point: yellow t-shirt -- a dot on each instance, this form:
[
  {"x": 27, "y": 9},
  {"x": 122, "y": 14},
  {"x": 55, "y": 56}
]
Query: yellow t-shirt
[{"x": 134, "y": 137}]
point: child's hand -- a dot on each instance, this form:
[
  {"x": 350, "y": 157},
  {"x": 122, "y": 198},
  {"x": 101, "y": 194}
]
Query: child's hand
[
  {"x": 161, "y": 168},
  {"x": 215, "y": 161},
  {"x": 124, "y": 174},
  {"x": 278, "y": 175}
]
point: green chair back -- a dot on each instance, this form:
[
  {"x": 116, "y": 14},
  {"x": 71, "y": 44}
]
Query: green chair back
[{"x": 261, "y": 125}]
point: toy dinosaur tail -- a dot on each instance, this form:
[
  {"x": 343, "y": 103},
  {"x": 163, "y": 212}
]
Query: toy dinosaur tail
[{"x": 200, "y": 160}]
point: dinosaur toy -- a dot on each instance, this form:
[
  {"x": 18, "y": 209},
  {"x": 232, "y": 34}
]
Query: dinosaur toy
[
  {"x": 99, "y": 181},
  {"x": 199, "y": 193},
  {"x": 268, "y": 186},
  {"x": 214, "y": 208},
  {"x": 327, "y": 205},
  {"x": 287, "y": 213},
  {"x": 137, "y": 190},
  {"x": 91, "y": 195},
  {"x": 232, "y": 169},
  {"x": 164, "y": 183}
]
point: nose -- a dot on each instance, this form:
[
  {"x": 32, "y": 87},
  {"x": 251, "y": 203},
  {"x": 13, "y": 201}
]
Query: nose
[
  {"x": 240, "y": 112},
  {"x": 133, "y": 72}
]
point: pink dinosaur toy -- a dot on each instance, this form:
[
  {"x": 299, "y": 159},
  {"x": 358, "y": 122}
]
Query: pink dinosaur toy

-*-*-

▸ **What to do**: Which lines above include "this"? Show each of them by copying it.

▸ **Exercise response**:
point: yellow t-shirt -- a dot on each instance, this form:
point: child's hand -- a dot on each instance, this form:
point: green chair back -- a dot on each instance, this form:
point: toy dinosaur tail -- a dot on each instance, this form:
point: dinosaur toy -- a dot on each instance, this form:
point: nose -- a dot on each instance, this form:
point: pink dinosaur toy -- a dot on each instance, this form:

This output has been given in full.